SOURCE MATERIAL ->

_ _ _ _ _

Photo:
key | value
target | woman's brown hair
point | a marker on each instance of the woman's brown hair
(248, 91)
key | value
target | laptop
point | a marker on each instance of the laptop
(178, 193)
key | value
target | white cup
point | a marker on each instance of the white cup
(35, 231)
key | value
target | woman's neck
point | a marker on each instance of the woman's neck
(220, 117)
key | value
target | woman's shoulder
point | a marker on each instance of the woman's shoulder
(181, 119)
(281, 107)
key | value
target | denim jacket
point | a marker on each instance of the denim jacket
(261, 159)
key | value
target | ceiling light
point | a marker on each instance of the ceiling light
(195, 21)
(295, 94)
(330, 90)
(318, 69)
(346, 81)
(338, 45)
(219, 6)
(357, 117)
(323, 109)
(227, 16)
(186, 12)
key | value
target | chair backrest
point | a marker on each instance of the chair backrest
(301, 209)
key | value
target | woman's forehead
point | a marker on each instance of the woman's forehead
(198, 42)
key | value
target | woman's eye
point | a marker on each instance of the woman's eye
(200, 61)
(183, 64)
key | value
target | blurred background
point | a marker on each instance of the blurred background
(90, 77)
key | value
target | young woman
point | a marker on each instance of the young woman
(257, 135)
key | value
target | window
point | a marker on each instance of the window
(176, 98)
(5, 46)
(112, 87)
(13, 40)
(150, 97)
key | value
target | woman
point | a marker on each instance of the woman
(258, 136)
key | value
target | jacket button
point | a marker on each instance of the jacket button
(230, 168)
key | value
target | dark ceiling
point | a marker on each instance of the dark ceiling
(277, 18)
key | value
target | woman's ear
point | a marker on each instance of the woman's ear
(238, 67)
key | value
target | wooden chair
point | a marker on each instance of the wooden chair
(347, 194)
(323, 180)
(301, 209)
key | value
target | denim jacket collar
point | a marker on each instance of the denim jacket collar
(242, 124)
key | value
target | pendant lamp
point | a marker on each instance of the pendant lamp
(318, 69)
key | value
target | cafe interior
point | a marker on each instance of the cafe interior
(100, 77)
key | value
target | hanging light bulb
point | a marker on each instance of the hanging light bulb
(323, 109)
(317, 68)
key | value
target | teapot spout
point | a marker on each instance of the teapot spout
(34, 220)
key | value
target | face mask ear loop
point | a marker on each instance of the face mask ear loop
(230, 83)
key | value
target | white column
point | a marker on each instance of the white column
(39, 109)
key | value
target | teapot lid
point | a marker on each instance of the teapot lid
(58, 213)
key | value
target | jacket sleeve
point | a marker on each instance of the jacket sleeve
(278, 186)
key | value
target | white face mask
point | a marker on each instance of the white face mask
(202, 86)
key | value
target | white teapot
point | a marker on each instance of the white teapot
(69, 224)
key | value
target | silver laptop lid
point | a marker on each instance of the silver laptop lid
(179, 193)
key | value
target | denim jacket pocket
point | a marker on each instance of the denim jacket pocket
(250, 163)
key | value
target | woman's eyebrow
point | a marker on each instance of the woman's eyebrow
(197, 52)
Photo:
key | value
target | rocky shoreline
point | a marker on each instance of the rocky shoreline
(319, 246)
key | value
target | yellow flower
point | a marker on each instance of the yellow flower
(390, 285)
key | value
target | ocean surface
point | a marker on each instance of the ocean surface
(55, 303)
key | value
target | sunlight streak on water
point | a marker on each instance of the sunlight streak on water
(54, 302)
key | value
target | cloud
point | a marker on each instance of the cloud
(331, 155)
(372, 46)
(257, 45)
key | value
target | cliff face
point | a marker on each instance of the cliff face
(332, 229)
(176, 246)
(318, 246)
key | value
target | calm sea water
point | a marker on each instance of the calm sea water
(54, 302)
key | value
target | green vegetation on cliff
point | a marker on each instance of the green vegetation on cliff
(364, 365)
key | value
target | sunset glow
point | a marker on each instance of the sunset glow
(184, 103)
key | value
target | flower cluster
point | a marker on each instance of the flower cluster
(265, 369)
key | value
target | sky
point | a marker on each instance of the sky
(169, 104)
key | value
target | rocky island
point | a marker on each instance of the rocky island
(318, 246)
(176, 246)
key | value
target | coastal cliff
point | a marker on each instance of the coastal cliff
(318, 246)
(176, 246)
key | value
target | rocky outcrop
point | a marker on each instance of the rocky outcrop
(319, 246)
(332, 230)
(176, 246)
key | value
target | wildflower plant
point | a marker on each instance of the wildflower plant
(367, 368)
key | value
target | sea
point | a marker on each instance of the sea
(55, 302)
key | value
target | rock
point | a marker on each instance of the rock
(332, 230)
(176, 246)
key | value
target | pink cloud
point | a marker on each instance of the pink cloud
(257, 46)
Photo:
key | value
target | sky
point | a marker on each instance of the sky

_ _ _ _ _

TASK DESCRIPTION -> Your answer consists solely of the lines from the top of the records above through the line that contains "target | blurred background", each echoed exactly.

RESULT OF THIS EXERCISE ->
Photo:
key | value
target | woman's brown hair
point | a marker on each instance of the woman's brown hair
(248, 91)
key | value
target | laptop
point | a marker on each instance of the laptop
(178, 193)
key | value
target | white cup
point | a marker on each instance of the white cup
(35, 231)
key | value
target | woman's neck
point | a marker on each instance of the woman's neck
(220, 117)
key | value
target | woman's shoulder
point | a marker on each instance of the woman's shoulder
(181, 119)
(281, 107)
key | value
target | denim jacket
point | a marker on each instance of the denim jacket
(261, 159)
key | value
target | ceiling light
point | a marker on each instance of the ceiling light
(195, 21)
(295, 94)
(330, 90)
(318, 69)
(346, 81)
(338, 45)
(219, 6)
(357, 117)
(323, 109)
(227, 16)
(186, 12)
key | value
target | chair backrest
point | a marker on each instance of the chair backrest
(301, 209)
key | value
target | woman's forehead
point | a marker on each instance of the woman's forehead
(198, 42)
key | value
target | woman's eye
point | a marker on each instance of the woman's eye
(200, 61)
(183, 64)
key | value
target | blurred background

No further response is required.